--- BEGIN Exercise materials ---
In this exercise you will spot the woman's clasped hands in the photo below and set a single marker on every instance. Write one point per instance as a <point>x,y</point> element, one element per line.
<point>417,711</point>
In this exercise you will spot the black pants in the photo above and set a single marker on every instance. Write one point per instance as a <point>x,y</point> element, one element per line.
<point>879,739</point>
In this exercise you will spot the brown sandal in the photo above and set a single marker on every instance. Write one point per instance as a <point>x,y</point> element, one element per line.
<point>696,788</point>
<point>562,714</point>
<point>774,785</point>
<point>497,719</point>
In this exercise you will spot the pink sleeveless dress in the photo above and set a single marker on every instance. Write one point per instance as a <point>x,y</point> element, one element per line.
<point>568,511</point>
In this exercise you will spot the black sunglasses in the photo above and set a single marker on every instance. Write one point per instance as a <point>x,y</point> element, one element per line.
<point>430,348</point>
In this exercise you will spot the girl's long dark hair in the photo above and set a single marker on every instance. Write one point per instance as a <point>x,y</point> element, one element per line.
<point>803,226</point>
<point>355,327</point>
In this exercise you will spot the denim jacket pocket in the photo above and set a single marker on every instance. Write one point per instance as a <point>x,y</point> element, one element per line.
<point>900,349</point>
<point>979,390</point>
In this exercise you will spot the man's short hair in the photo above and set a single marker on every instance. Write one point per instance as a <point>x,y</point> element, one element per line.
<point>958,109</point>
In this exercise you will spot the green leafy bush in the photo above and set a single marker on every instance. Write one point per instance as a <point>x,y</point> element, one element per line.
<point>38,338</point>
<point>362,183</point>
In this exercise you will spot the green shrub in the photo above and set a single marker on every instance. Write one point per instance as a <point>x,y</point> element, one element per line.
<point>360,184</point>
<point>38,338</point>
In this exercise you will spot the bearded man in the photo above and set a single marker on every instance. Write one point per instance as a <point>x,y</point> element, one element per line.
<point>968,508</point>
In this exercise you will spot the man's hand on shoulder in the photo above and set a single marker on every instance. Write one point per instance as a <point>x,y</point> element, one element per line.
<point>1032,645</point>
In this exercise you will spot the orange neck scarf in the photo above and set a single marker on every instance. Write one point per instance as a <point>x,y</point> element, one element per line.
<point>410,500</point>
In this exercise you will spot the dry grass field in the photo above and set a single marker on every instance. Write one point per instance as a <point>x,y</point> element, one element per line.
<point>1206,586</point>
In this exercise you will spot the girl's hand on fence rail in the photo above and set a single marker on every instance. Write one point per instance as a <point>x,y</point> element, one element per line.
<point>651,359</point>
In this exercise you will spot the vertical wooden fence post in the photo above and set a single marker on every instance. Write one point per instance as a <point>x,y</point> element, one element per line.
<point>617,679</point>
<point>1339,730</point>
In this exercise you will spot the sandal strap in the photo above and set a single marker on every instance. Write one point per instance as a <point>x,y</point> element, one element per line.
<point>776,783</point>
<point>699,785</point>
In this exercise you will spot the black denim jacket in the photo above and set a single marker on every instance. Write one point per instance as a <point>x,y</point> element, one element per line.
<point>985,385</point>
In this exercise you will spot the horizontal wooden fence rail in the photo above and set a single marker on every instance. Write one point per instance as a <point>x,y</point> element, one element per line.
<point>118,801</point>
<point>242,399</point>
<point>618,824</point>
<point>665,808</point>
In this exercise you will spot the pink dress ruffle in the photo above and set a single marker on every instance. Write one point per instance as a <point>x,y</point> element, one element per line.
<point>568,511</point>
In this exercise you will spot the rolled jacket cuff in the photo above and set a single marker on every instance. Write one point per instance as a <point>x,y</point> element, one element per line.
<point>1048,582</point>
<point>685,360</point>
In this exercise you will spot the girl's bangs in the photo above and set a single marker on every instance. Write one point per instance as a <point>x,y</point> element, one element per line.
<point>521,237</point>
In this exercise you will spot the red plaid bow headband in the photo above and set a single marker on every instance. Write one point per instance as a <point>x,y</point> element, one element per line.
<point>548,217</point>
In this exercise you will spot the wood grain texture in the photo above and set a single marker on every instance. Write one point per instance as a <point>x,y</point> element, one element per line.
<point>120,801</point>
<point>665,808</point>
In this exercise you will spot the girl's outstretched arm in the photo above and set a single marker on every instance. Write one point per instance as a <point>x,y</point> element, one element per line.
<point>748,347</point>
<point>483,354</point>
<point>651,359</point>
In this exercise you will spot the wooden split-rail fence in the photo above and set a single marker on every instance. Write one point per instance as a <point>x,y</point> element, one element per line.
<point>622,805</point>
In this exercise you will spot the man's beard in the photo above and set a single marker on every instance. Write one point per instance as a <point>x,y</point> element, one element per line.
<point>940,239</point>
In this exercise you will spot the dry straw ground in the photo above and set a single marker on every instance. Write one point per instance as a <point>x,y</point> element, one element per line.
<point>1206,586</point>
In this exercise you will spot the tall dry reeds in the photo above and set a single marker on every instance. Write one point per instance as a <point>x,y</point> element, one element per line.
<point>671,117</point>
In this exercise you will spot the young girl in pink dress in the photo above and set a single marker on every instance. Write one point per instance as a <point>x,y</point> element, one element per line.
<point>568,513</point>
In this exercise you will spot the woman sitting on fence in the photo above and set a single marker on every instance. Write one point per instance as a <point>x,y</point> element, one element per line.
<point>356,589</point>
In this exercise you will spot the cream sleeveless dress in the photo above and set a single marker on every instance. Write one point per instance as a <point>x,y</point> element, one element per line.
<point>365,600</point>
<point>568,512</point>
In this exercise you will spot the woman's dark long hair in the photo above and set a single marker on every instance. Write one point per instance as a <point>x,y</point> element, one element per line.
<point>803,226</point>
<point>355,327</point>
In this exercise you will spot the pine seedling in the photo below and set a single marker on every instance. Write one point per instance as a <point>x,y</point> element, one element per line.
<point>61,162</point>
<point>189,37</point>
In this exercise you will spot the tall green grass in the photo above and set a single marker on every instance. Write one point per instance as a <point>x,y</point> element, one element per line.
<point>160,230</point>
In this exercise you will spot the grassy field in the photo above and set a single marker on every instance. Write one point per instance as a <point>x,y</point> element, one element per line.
--- END Exercise materials ---
### Direction
Write out all of the items above again, swapping "set a single marker" for "place one marker" wherever it appears and leaving everything else unchanged.

### Response
In this exercise you will spot the woman's clasped hands in the photo below and place one marker on every instance. Write one point per instance as a <point>x,y</point> element, one element per line.
<point>417,711</point>
In this exercise you will spot the black pants in the photo above and place one marker on every instance. Write one point per instance as a <point>x,y</point> element, one element per line.
<point>879,739</point>
In this exercise you will spot the brown sandal in the photo above and place one marker on every instance. Write one point per instance as a <point>x,y</point> element, one element per line.
<point>696,788</point>
<point>562,714</point>
<point>774,785</point>
<point>497,719</point>
In this exercise you will spot the pink sleeveless dress in the photo above and place one marker on every instance. Write one point per instance as a <point>x,y</point> element, one element per line.
<point>568,511</point>
In this exercise you will spot the black sunglasses in the photo above and place one marker on every instance. Write one point per instance as a <point>x,y</point> element, one element per line.
<point>430,348</point>
In this exercise you will spot the girl's long dark hair in the photo above and place one marker on every instance. Write one point per instance as a <point>x,y</point> element, one element per line.
<point>803,226</point>
<point>355,327</point>
In this exercise you will spot the denim jacket pocket in the photo above and place one marker on every instance. Write one point per instance as a <point>x,y</point> element, one element per line.
<point>900,349</point>
<point>979,390</point>
In this exercise you will spot the man's short hair in the photo above and place one marker on every instance. Write one point per instance as a <point>x,y</point> element, one element per line.
<point>958,109</point>
In this exercise you will spot the green leafy bush in the photo above and place one marker on every instance. Write one point per instance as a <point>x,y</point> element, one element per line.
<point>38,338</point>
<point>362,183</point>
In this exercise you will spot the green shrub in the photo above and place one marker on every instance. Write one point per instance as a <point>x,y</point> element, one element per line.
<point>360,184</point>
<point>38,338</point>
In this exercise you will spot the bearded man in the photo above and place one marker on every instance. Write one point per instance as a <point>x,y</point> element, one element per line.
<point>968,508</point>
In this exercise you will spot the man's hand on shoulder in the photo above and place one marker on every instance. Write one point per instance as a <point>x,y</point> element, one element per line.
<point>1032,645</point>
In this exercise you will spot the orange neck scarf in the photo above and place one marker on every instance. Write one point per instance as a <point>x,y</point> element, one element per line.
<point>410,500</point>
In this exercise you will spot the dry grass field in the photo above and place one marker on every instance. Write one point per instance as a <point>x,y</point> element, one element per line.
<point>1206,586</point>
In this exercise you will spot the girl's hand on fence rail in the photo above and place one marker on every instance. Write one point per instance as a <point>x,y</point> element, one element per line.
<point>651,359</point>
In this exercise you will spot the vertical wooden fence post in the photo above and place one marker on every instance. Write one point per instance as a <point>x,y</point> element, one element per line.
<point>617,679</point>
<point>1339,730</point>
In this exercise you will spot the sandal strap in the photo above and place one marker on every instance. Write one point per instance as a <point>x,y</point> element, one element per line.
<point>776,783</point>
<point>699,785</point>
In this exercise you will spot the black denim jacket in the photo above and place one marker on every instance. Write one point per instance as a <point>x,y</point> element, one element per line.
<point>985,385</point>
In this exercise you will spot the horizontal wooden fence rail in the photo above and place one marker on every instance. Write one point per instance as a <point>x,y</point> element, one element per line.
<point>118,801</point>
<point>242,399</point>
<point>618,824</point>
<point>665,808</point>
In this exercise you will spot the pink dress ruffle in the photo above and place one marker on every instance. Write one point per instance as a <point>x,y</point> element, one element per line.
<point>568,511</point>
In this exercise you will spot the rolled jacket cuff in the photo above and place one marker on every instance. Write one point per instance as a <point>x,y</point> element, one element per line.
<point>1048,582</point>
<point>685,360</point>
In this exercise you will spot the girl's bangs in the photo above and place one marker on every instance. Write one point per instance as a <point>x,y</point> element, one element per line.
<point>521,237</point>
In this exercise you will spot the red plaid bow headband in the photo above and place one marker on every instance. Write one point per instance as a <point>x,y</point> element, one element per line.
<point>548,217</point>
In this exercise you will spot the wood grain texture in the photo above and place one marker on every instance. Write one point per instance as a <point>x,y</point> element, one element per line.
<point>120,801</point>
<point>665,808</point>
In this exercise you will spot the girl's outstretched arm in the photo above and place one marker on every instance. Write one point per instance as a <point>x,y</point> element, one element per line.
<point>748,347</point>
<point>483,354</point>
<point>651,359</point>
In this exercise you will spot the wooden split-rail fence in the photo above and place one marker on every instance. Write one point per instance as a <point>x,y</point> element, one element per line.
<point>622,805</point>
In this exercise you will spot the man's beard in the photo above and place one marker on every instance. Write one point per instance as a <point>x,y</point> element, one element per line.
<point>940,239</point>
In this exercise you will spot the dry straw ground in the photo above and place one marker on every instance. Write one point per instance as a <point>x,y</point> element, one element per line.
<point>1206,586</point>
In this exercise you will spot the tall dry reeds in the photo above and place one marker on every instance. Write one point per instance as a <point>x,y</point> element, one element per line.
<point>671,117</point>
In this exercise you will spot the young girl in pink dress in the photo above and place one marker on every instance. Write one point per instance as a <point>x,y</point> element, one element per line.
<point>568,513</point>
In this exercise you will spot the woman sitting on fence in the photo above and place one marker on every instance. Write one point per instance as a <point>x,y</point> element, one element per line.
<point>356,589</point>
In this exercise you will spot the cream sleeveless dress in the photo above and place one marker on every instance. Write one point per instance as a <point>x,y</point> element, one element per line.
<point>365,600</point>
<point>568,512</point>
In this exercise you will spot the woman's dark long hair in the photo above and place one marker on every instance. Write one point per instance as a <point>x,y</point> element, one element per line.
<point>803,226</point>
<point>355,327</point>
In this exercise you will spot the pine seedling in the photo below and place one marker on every instance. Write one point per instance as a <point>x,y</point> element, one element per line.
<point>61,162</point>
<point>189,37</point>
In this exercise you will spot the tall green grass in the photo above and place one marker on every instance. Write one point per instance as a <point>x,y</point> element, one element per line.
<point>160,230</point>
In this exercise you will spot the grassy field in the photo above and place one marker on every instance. Write one point per instance as a <point>x,y</point> element, one element per line.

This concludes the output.